→ **Requirement**:
Write out the records again, substituting "point finder" for every occurrence of "locate helper" and leaving everything else unchanged.

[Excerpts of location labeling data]
※
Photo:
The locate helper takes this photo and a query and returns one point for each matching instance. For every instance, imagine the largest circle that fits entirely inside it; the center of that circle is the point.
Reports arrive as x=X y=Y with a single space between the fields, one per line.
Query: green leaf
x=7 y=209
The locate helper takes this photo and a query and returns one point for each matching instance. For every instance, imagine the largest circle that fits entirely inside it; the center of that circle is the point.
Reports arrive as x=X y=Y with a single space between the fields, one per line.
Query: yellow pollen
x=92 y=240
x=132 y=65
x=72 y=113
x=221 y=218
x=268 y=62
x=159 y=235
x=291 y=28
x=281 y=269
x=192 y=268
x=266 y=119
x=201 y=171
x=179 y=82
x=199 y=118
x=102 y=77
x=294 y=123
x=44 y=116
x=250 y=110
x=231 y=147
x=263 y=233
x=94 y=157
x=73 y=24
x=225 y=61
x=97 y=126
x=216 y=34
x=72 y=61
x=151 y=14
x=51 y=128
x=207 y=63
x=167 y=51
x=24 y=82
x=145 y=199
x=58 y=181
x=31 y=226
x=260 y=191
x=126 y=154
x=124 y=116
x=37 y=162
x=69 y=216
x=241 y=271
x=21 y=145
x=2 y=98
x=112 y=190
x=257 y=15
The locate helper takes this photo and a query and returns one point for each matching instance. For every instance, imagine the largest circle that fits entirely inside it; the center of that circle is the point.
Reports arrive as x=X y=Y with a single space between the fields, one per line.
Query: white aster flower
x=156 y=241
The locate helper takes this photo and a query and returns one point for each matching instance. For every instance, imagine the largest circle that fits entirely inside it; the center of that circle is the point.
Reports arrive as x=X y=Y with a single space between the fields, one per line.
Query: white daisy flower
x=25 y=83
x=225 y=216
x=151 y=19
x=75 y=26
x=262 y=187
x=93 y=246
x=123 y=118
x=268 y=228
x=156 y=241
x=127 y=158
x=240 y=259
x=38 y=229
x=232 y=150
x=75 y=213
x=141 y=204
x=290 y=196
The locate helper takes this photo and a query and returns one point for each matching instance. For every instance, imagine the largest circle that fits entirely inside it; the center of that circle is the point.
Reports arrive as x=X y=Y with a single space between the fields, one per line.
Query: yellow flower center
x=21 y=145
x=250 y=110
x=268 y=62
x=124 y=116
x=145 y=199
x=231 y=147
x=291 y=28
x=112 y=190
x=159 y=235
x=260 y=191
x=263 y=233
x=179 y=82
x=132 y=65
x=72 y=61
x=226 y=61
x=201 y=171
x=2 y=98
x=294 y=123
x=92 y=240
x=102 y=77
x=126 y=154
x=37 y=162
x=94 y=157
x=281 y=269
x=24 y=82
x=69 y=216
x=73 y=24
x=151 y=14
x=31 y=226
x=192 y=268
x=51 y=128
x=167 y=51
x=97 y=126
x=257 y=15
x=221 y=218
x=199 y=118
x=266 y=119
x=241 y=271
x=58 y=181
※
→ **Solution**:
Photo:
The point finder takes this photo and a query and returns one point for each matching instance. For every instance, imagine the largest circle that fits entirely inside it; the center of that circle is the point.
Reports arrive as x=X y=Y with a single space between the fields, one per line.
Query: green leaf
x=7 y=209
The point finder takes this photo and a query and returns one point for each matching instance. For every instance, imagine the largest circle that fits entirely inside it; the center of that circle is the point.
Reports arrive as x=X y=Y with a single space between the fields, one per line.
Query: yellow pollen
x=92 y=240
x=132 y=65
x=72 y=113
x=221 y=218
x=268 y=62
x=159 y=235
x=291 y=28
x=281 y=269
x=192 y=268
x=266 y=119
x=201 y=171
x=179 y=82
x=199 y=118
x=102 y=77
x=294 y=123
x=44 y=116
x=250 y=110
x=231 y=147
x=263 y=233
x=94 y=157
x=73 y=24
x=225 y=61
x=97 y=126
x=216 y=34
x=72 y=61
x=151 y=14
x=51 y=128
x=207 y=63
x=167 y=51
x=24 y=82
x=145 y=199
x=58 y=181
x=31 y=226
x=260 y=191
x=126 y=154
x=124 y=116
x=37 y=162
x=69 y=216
x=241 y=271
x=21 y=145
x=2 y=98
x=112 y=190
x=257 y=15
The point finder takes this photo and a query and returns one point for each matching instance. For every instance, imagine the largest circle that fits entirely inside it; the center of that circle is the point.
Reports arrive as x=X y=Y with a single space between the fields, one per line.
Query: white aster flower
x=156 y=241
The point finder takes this photo and a query and returns one point for each matching instance. For every instance, imagine the largest circle that fits entirely inside it; the center of that circle is the point.
Reports arrive as x=X y=Y with a single space between the fields, one per line.
Query: white daisy flower
x=25 y=83
x=225 y=216
x=151 y=19
x=75 y=26
x=262 y=187
x=93 y=246
x=123 y=118
x=268 y=228
x=156 y=241
x=127 y=158
x=240 y=259
x=38 y=229
x=232 y=150
x=75 y=213
x=141 y=204
x=290 y=196
The point finder takes this photo and a query and returns one point for each matching instance. For every instance, imagine the largest circle that fits entirely inside it; the center of that circle is the point.
Reports arrive as x=X y=Y with a single space between the fields, one per line.
Query: yellow flower center
x=21 y=145
x=250 y=110
x=268 y=62
x=124 y=116
x=145 y=199
x=231 y=147
x=291 y=28
x=112 y=190
x=159 y=235
x=260 y=191
x=263 y=233
x=179 y=82
x=132 y=65
x=72 y=61
x=226 y=61
x=201 y=171
x=2 y=98
x=294 y=123
x=92 y=240
x=102 y=77
x=126 y=154
x=37 y=162
x=94 y=157
x=281 y=269
x=24 y=82
x=69 y=216
x=73 y=24
x=151 y=14
x=31 y=226
x=192 y=268
x=51 y=128
x=167 y=51
x=97 y=126
x=257 y=15
x=221 y=218
x=199 y=118
x=266 y=119
x=241 y=271
x=58 y=181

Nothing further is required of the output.